Manifest destiny, restoration, and “the effort to speak honestly”

In speaking of lies, we come inevitably to the subject of truth. There is nothing simple or easy about this idea. There is no “the truth,” “a truth” – truth is not one thing, or even a system. It is an increasing complexity. The pattern of the carpet is a surface. When we look closely, or when we become weavers, we learn of the tiny multiple threads unseen in the overall pattern, the knots on the underside of the carpet.

This is why the effort to speak honestly is so important. Lies are usually attempts to make everything simpler – for the liar – than it really is, or ought to be.

Adrienne Rich

A lie can be complex, too, and truth can be simple, but as Rich says, actively propagating a lie is usually about creating an illusion of simplicity in the service of self-interest.

A few examples pop into mind from today’s world, especially of dubious individuals who have built high-profile careers on basis of big, self-serving lies, but in this post I want to explore one particular pairing of lie and truth. It’s the one about what we as a people tell each other about each other, or if you like, what we tell ourselves about ourselves. A story about the kind of beings we think we are and the kind of society that beings like us inevitably live in, and how this relates to the mind-boggling scale and drama of the changes that are now pressing down on the world we know.

The lie I’m interested in does not fit into one phrase, but it includes these parts:

 – inequality among people is natural (and equality is unnatural);

 – mental and spiritual struggle are the universal human condition (the opposite would be a delusion);

 – the overlapping environmental crises of our time are a manageable price to pay for this splendid world of bread and circus (suggestions to the contrary are hysteria) because life outside the charmed circle of civilization is nasty, brutish and short.

A truth would be more or less the opposite of the above.

No-one owns this lie, though quite a few profit by it. It’s insidious and pervasive, and we all – give or take a handful of those who walk away – buy into it. And compared with the alternatives it’s simple, because it describes the status quo.

Like the rest of the captive audience I buy into the status quo. But I also strongly sense that it is built on fiction. There’s enough evidence, surely, that state society (civilization) has been a misery machine for far too many people and is firmly on a one-way street to oblivion, and that it probably has been for the past ten or twelve millennia. Enough evidence, too, that there are successful non-state forms of society in existence today (as well as older societies existing for dozens of millennia before state society), many of which have an enviable track-record of delivering non-oblivion outcomes (and, not coincidentally, more happiness and fulfilment) for themselves, their members, and the living world they inhabit.

#####

TASK A:
Could you output, word for word, the stretch of the essay on lies and truth above from "A lie can be" through "service of self-interest."?
TASK B:
How would this sentence from the essay on lies and truth read in Spanish: "No-one owns this lie, though quite a few profit by it."?

EXTRACTED DATA:
#####

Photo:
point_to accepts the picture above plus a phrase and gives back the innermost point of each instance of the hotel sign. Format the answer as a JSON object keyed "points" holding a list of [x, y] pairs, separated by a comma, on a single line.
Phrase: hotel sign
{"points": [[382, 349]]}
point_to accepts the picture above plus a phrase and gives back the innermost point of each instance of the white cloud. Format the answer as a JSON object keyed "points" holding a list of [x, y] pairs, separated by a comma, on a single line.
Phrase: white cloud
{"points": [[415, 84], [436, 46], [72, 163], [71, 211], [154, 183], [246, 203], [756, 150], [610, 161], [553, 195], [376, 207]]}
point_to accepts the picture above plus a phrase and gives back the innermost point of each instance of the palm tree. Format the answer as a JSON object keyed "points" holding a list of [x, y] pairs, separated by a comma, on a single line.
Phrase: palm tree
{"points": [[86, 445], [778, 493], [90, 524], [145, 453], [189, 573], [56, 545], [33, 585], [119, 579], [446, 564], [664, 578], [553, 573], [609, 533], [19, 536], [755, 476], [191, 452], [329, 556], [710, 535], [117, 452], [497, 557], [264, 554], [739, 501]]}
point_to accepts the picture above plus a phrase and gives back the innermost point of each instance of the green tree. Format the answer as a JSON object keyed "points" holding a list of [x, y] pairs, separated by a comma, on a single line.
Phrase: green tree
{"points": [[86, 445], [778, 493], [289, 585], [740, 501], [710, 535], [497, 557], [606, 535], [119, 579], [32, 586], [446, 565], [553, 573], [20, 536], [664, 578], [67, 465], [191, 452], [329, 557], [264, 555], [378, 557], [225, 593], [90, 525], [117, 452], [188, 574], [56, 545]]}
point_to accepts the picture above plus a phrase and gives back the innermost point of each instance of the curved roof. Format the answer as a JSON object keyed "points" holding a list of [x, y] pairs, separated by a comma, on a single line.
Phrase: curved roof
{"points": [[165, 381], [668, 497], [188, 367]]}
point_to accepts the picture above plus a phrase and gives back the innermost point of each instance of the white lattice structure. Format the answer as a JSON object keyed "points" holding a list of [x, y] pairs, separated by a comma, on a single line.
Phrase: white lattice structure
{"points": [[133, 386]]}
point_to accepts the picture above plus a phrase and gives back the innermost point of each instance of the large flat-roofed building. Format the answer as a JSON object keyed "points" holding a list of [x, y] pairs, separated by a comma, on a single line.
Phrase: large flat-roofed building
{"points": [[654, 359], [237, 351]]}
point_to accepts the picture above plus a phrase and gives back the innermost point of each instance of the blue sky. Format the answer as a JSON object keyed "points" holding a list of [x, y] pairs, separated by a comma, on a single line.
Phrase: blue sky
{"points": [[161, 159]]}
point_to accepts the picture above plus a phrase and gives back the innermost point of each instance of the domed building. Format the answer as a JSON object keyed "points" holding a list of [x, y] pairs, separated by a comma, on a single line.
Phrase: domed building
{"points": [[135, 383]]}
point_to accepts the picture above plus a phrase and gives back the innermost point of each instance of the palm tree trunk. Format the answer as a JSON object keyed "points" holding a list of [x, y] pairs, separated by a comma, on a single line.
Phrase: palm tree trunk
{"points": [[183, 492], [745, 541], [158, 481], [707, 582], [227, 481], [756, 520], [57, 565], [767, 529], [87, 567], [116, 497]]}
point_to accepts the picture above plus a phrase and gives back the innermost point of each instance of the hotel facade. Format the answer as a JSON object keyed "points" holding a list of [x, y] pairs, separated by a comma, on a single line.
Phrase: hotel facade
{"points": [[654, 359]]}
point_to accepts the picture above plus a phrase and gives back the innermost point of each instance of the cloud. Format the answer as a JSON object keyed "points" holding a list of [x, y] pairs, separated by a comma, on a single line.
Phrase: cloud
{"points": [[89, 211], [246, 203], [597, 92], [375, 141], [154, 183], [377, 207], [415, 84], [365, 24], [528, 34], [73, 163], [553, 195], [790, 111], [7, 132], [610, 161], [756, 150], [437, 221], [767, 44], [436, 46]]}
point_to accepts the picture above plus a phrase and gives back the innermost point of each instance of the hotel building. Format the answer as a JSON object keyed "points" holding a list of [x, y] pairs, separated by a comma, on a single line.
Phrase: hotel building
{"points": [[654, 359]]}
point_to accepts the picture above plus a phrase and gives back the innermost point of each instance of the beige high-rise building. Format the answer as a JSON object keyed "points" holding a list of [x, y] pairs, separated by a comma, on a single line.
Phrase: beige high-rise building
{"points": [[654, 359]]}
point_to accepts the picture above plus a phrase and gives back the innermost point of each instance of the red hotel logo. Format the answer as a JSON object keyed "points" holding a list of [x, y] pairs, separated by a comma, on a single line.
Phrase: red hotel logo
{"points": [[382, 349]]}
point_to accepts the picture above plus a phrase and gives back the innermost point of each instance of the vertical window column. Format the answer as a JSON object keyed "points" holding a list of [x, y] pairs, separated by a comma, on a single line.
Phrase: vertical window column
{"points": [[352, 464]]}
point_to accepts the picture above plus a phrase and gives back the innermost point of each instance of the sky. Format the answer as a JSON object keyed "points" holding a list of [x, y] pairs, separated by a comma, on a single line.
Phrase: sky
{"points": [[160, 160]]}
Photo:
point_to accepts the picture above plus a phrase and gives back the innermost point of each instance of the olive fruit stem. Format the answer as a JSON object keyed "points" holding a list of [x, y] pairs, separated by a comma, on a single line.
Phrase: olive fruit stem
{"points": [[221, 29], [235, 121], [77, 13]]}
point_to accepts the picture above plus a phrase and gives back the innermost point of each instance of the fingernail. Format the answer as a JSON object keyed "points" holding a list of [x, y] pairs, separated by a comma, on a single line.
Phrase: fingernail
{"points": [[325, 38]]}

#####

YOUR SOLUTION A:
A lie can be complex, too, and truth can be simple, but as Rich says, actively propagating a lie is usually about creating an illusion of simplicity in the service of self-interest.

YOUR SOLUTION B:
Nadie es dueño de esta mentira, aunque bastantes se benefician de ella.